**EXERCISE BRIEF**
Lines before the one containing "Target: young person with camera" are to be left out; reproduce that line and all the rest of the entries exactly.

**PROVIDED DATA**
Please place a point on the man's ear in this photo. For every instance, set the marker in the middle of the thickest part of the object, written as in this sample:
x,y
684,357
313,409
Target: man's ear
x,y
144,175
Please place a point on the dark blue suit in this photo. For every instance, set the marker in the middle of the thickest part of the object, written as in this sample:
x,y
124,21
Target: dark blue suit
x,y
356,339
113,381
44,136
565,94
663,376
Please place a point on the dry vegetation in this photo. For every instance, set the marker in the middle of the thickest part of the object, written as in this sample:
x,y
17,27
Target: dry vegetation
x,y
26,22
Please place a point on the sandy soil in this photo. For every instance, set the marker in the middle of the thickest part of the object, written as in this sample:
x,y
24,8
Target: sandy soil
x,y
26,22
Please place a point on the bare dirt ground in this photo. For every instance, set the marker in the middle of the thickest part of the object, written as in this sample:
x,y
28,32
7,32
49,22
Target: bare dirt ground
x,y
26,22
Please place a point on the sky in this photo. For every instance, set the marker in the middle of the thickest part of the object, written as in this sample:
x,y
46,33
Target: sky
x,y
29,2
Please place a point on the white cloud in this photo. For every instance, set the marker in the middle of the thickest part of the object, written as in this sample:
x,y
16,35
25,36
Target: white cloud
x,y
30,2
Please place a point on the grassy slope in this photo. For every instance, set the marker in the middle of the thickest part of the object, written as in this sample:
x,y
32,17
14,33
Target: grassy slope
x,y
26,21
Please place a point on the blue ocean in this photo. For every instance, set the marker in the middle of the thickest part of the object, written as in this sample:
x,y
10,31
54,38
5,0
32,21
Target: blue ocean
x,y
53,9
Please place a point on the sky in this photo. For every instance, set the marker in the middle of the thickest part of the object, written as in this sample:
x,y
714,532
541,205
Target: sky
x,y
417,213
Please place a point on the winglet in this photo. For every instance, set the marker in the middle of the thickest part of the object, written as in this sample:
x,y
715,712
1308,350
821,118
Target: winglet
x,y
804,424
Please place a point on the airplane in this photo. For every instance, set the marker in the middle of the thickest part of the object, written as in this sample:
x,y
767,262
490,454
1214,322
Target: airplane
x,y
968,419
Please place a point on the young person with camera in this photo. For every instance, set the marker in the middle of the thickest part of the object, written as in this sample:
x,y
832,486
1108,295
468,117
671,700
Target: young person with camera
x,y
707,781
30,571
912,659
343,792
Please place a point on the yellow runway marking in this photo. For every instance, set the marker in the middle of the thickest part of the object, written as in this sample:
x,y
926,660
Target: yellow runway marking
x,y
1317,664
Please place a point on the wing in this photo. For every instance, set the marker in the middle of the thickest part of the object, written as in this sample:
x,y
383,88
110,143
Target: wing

**RESPONSE BELOW**
Target: young person with camera
x,y
707,781
30,571
912,659
343,792
Please place a point on the yellow runway marking in this photo. For every instance, set the marker in the middle of the thickest part of the object, written as in this sample:
x,y
926,660
Target: yellow runway marking
x,y
1317,664
Please place a point on the wing in this photo. For every instance, set the marker in the middle of the thickest part of the object, written as in this sample:
x,y
383,88
110,143
Target: wing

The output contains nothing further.